::: Records provided
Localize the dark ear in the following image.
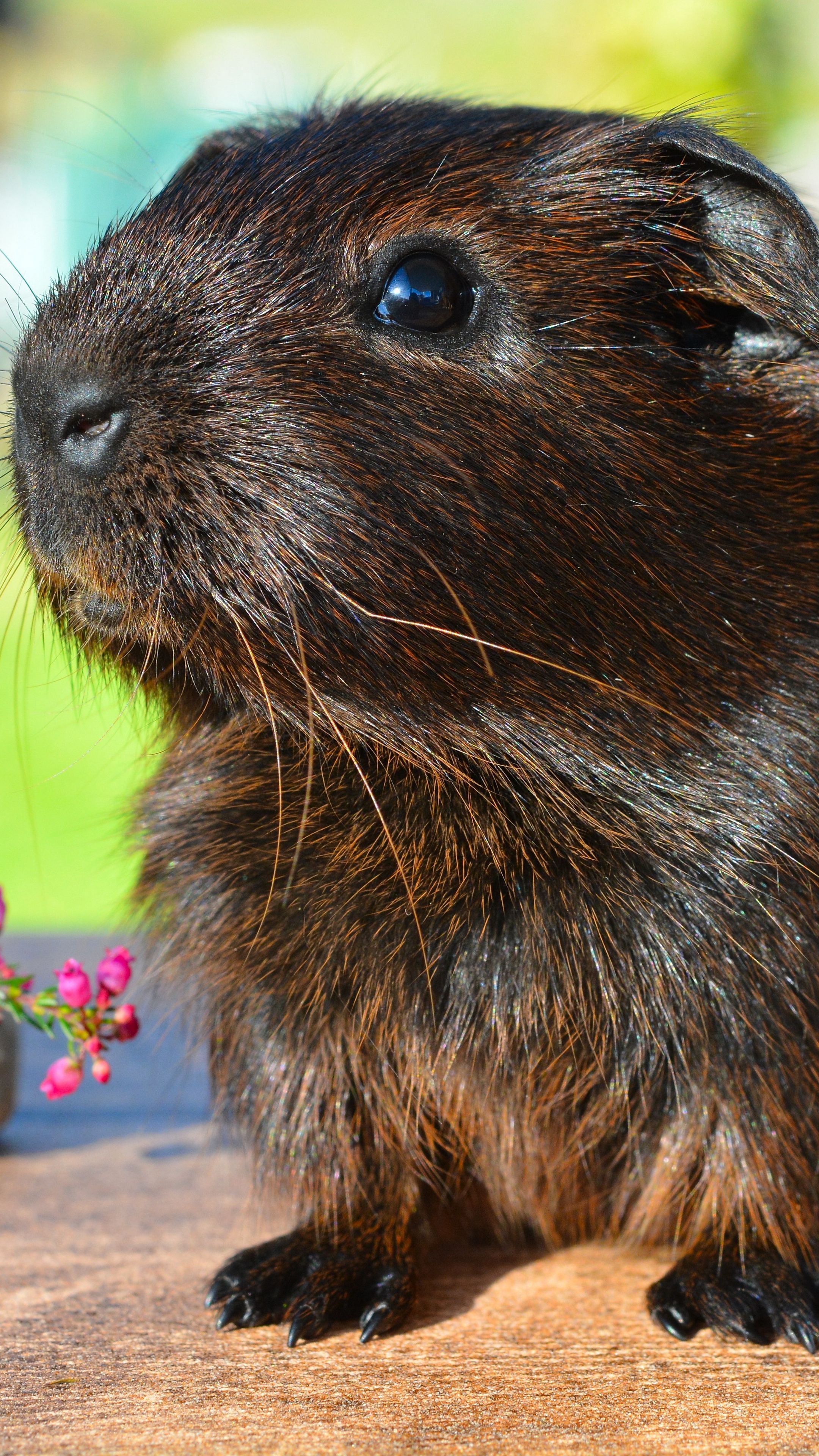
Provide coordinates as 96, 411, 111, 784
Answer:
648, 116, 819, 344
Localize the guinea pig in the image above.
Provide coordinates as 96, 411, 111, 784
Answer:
::::::
--- Do this ---
Can you copy the whole listing above back out, word for word and line by line, with the pictures left out?

--- Solution to this task ---
Localize the dark ear in the following image.
Provide coordinates as 96, 411, 111, 784
Answer:
648, 116, 819, 344
Localize the guinea pig in the image above.
Provide coordinates as 96, 411, 111, 784
Answer:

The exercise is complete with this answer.